Problem to solve> Nothing but the lines from the one containing "figure in blue" through the last line of the entries should appear in the output, each verbatim.

Collection entries>
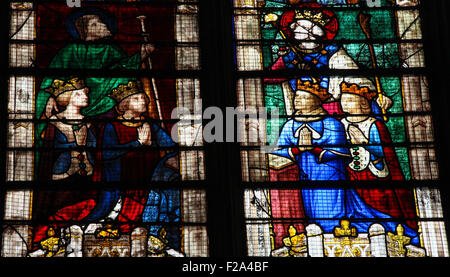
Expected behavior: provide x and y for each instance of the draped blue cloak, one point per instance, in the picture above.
(162, 205)
(326, 207)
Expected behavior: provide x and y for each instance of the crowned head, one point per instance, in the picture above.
(131, 98)
(69, 92)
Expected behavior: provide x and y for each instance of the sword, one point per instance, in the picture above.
(141, 19)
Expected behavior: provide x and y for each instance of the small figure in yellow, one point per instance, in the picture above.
(345, 230)
(52, 245)
(295, 242)
(107, 232)
(400, 239)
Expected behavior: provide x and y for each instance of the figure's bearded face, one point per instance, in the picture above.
(305, 102)
(80, 98)
(354, 104)
(96, 29)
(307, 32)
(138, 103)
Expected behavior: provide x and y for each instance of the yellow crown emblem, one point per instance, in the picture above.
(58, 87)
(315, 89)
(318, 18)
(123, 91)
(361, 91)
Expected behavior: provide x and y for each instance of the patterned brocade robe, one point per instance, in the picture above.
(378, 161)
(328, 162)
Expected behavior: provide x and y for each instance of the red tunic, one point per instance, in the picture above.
(394, 202)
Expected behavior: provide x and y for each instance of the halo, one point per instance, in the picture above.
(288, 17)
(105, 16)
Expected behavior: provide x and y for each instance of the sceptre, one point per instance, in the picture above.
(141, 19)
(364, 22)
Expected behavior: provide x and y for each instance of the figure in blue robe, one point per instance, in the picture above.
(327, 162)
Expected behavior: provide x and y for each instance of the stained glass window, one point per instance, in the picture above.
(97, 165)
(342, 163)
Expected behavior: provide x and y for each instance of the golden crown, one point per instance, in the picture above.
(318, 18)
(361, 91)
(123, 91)
(58, 87)
(315, 89)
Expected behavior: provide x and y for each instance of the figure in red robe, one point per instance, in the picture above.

Reply>
Expected behavior: provide x and y for each instance of the figure in blue robe, one point per instance, in the picture above.
(327, 162)
Expected behavior: provide x and y for each instance of the stained glass window, one point per instance, in the picture above.
(97, 165)
(342, 163)
Expected behavior: provide x and y for each instance of the golden crown, one point per instance, in the picture above.
(318, 18)
(361, 91)
(123, 91)
(58, 87)
(315, 89)
Expected behavior: provide x and y for each instance of the figure in red robe, one point per instance, in the picture above.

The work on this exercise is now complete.